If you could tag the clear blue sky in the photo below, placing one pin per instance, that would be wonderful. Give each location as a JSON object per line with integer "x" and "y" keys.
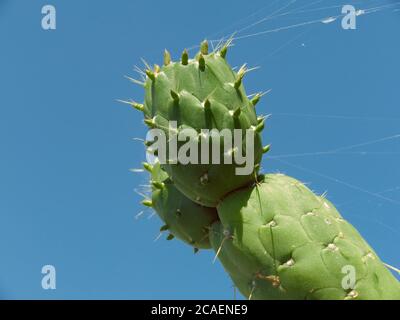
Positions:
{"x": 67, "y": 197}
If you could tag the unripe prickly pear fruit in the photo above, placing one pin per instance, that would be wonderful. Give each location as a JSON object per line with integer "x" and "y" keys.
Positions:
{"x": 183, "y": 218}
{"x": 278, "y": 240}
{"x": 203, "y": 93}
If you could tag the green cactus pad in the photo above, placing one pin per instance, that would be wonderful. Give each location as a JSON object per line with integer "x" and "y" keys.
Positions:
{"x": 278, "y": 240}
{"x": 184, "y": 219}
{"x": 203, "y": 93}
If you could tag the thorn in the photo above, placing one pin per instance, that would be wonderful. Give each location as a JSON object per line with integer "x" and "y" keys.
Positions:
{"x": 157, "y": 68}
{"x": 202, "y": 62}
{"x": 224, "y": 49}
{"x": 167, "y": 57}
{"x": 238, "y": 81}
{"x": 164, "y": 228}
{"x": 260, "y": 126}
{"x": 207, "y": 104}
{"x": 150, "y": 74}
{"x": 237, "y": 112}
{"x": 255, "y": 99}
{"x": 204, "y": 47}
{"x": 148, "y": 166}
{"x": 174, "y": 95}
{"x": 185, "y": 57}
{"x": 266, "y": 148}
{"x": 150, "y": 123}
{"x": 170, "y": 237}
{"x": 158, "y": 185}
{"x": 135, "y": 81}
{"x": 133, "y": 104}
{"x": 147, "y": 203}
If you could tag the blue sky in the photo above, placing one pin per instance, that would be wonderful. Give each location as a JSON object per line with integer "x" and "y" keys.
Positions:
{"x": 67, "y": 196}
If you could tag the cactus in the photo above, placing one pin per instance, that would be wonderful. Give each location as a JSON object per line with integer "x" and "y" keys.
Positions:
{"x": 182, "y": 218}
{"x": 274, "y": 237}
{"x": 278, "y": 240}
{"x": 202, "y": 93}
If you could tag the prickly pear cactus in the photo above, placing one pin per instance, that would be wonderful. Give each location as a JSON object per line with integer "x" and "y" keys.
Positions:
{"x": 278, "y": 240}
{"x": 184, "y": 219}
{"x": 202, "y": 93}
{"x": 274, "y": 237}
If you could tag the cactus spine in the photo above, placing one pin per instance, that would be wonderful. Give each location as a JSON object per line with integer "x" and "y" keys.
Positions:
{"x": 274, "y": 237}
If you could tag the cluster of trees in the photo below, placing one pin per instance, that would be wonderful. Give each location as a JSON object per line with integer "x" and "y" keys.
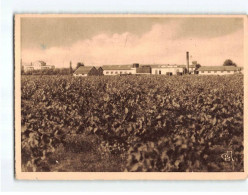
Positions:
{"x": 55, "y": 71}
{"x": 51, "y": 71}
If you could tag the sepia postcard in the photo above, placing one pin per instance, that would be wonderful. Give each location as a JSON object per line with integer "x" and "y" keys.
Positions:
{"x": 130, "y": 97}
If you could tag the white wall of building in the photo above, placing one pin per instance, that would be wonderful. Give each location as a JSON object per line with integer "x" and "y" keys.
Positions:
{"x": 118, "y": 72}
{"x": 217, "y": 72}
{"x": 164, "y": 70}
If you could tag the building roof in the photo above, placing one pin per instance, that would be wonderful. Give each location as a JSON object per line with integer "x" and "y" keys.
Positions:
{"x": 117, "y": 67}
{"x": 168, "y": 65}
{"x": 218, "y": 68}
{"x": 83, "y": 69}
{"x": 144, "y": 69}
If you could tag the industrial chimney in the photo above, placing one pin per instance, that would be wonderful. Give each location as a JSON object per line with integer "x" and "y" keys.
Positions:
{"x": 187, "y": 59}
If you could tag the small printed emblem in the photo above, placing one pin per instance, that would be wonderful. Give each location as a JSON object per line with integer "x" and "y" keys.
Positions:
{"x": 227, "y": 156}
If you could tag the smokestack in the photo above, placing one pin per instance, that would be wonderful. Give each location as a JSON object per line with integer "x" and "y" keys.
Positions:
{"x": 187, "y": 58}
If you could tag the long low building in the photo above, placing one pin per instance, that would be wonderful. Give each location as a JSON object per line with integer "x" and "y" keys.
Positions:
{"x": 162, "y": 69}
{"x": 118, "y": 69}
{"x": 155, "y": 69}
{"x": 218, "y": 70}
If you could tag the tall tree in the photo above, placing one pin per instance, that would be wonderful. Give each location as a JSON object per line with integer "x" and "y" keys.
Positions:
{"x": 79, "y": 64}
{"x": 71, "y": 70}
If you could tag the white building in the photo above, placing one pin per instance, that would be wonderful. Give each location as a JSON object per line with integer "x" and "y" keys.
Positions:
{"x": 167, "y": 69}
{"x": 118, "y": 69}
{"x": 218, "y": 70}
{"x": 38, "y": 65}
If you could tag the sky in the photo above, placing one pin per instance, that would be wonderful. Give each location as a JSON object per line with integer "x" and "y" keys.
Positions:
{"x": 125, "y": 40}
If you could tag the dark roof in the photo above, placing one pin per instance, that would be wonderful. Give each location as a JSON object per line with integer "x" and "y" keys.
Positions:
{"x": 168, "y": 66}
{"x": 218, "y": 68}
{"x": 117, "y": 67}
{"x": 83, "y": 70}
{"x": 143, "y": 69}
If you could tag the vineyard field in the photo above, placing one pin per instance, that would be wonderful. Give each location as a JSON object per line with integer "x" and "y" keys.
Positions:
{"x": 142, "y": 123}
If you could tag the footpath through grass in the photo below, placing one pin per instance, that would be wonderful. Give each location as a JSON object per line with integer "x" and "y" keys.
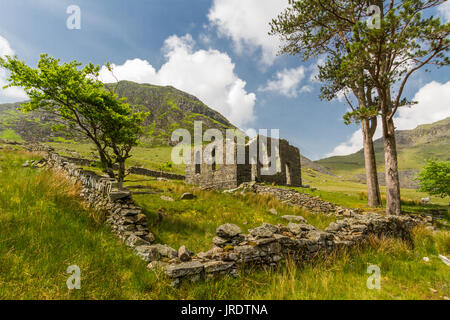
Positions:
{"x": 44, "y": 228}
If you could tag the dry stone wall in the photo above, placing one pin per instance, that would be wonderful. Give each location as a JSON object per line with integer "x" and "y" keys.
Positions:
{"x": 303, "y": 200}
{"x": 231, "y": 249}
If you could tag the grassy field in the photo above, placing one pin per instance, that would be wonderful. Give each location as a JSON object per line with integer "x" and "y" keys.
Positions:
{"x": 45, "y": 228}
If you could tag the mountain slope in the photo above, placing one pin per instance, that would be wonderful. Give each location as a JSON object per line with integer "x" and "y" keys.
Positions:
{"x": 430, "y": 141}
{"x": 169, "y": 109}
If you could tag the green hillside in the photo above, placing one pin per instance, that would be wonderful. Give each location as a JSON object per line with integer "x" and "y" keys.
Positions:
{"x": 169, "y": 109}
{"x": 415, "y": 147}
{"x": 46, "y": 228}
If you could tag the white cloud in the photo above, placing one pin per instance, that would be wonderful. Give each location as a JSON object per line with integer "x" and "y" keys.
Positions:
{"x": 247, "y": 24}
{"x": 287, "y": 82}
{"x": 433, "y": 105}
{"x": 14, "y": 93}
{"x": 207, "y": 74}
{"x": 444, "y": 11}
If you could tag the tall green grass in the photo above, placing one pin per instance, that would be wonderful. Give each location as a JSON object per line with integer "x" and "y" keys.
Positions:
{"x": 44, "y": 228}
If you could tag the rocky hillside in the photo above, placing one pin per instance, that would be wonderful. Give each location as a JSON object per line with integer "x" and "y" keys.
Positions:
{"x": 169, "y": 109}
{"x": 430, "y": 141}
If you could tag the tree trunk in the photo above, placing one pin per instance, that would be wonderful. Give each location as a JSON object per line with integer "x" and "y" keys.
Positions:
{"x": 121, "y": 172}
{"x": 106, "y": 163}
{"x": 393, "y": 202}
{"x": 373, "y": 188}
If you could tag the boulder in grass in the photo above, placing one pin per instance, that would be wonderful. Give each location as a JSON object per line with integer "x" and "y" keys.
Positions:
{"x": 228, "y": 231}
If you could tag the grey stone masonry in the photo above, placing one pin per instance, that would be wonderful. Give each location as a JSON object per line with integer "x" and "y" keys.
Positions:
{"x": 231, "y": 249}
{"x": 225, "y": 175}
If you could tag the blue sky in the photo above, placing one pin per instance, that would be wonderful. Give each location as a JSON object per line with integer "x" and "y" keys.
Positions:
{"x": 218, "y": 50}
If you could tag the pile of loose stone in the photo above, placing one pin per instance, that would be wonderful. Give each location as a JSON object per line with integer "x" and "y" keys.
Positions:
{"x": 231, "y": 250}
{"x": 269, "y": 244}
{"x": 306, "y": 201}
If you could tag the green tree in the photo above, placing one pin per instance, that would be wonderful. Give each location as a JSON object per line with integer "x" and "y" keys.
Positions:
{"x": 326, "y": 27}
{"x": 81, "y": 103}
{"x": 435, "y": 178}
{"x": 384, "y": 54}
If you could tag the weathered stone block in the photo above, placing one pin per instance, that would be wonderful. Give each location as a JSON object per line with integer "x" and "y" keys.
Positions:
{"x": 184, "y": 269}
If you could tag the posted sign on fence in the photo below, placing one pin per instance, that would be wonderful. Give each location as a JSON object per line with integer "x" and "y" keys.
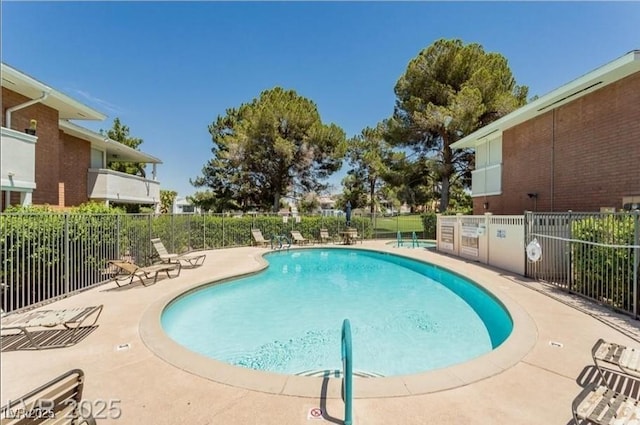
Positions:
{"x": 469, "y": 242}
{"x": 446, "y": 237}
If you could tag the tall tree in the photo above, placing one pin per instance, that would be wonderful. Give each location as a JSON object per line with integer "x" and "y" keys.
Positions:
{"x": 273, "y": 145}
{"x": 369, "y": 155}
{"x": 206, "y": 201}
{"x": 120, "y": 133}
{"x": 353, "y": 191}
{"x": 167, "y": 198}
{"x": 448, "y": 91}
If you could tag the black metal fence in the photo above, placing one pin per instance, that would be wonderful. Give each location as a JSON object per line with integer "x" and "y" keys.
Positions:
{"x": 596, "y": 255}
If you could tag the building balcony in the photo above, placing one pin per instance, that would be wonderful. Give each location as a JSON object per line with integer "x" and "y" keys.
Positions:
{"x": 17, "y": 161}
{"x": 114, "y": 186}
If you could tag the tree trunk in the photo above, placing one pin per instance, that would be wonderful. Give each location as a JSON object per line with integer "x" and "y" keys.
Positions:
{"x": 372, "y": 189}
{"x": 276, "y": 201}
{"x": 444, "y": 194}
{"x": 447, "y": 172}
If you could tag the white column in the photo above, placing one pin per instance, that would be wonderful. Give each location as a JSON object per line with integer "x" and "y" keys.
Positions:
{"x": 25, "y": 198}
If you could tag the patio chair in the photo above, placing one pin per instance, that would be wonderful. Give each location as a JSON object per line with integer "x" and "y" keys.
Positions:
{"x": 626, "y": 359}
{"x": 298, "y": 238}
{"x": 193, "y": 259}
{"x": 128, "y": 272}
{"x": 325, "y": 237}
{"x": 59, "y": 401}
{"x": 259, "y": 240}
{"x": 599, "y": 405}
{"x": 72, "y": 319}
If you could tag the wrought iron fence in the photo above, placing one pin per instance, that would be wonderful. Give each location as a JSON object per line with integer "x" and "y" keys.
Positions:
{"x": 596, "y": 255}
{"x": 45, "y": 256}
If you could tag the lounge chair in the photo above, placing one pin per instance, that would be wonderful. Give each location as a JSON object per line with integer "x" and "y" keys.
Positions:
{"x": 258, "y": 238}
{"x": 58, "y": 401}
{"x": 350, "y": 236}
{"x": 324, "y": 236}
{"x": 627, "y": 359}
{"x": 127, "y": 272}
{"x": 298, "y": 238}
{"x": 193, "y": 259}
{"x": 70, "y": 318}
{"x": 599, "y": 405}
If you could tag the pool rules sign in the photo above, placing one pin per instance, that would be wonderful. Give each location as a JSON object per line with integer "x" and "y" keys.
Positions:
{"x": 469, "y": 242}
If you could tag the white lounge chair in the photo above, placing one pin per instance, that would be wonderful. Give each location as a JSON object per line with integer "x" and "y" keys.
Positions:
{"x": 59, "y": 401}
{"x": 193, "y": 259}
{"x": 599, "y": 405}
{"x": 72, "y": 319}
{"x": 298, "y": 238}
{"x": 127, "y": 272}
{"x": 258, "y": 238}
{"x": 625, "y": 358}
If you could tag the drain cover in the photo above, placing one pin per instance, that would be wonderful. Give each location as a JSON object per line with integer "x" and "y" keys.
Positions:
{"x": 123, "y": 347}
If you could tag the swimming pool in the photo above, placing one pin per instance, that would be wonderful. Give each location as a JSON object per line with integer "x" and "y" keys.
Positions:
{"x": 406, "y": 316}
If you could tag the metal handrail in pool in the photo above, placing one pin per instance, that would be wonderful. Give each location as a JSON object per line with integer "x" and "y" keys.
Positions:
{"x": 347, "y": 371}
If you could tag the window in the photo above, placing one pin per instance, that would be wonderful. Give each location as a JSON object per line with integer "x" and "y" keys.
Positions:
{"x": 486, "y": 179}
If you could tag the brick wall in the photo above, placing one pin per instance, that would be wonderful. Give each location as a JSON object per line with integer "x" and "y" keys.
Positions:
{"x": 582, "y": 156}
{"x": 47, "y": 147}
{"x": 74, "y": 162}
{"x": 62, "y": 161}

=====

▶ [Exercise directions]: Note every line of the entries in which "wall" appears, and copy it down.

▶ [Exercise response]:
If you could tag the white wall of building in the photo above, placing one pin per instance, that would be wonderful. Give each location as a JSON object per line with integer "x" and "y" keys.
If you could tag the dry stone wall in the photo above, placing one pin per instance, that would be wonderful. Give each location as a JSON object per line with integer "x" and "y" keys.
If you could tag the brick wall in the photo above, placing one pin per instance, that would be wonderful. Give each location as a JSON object per line with integer "x" and "y" keys.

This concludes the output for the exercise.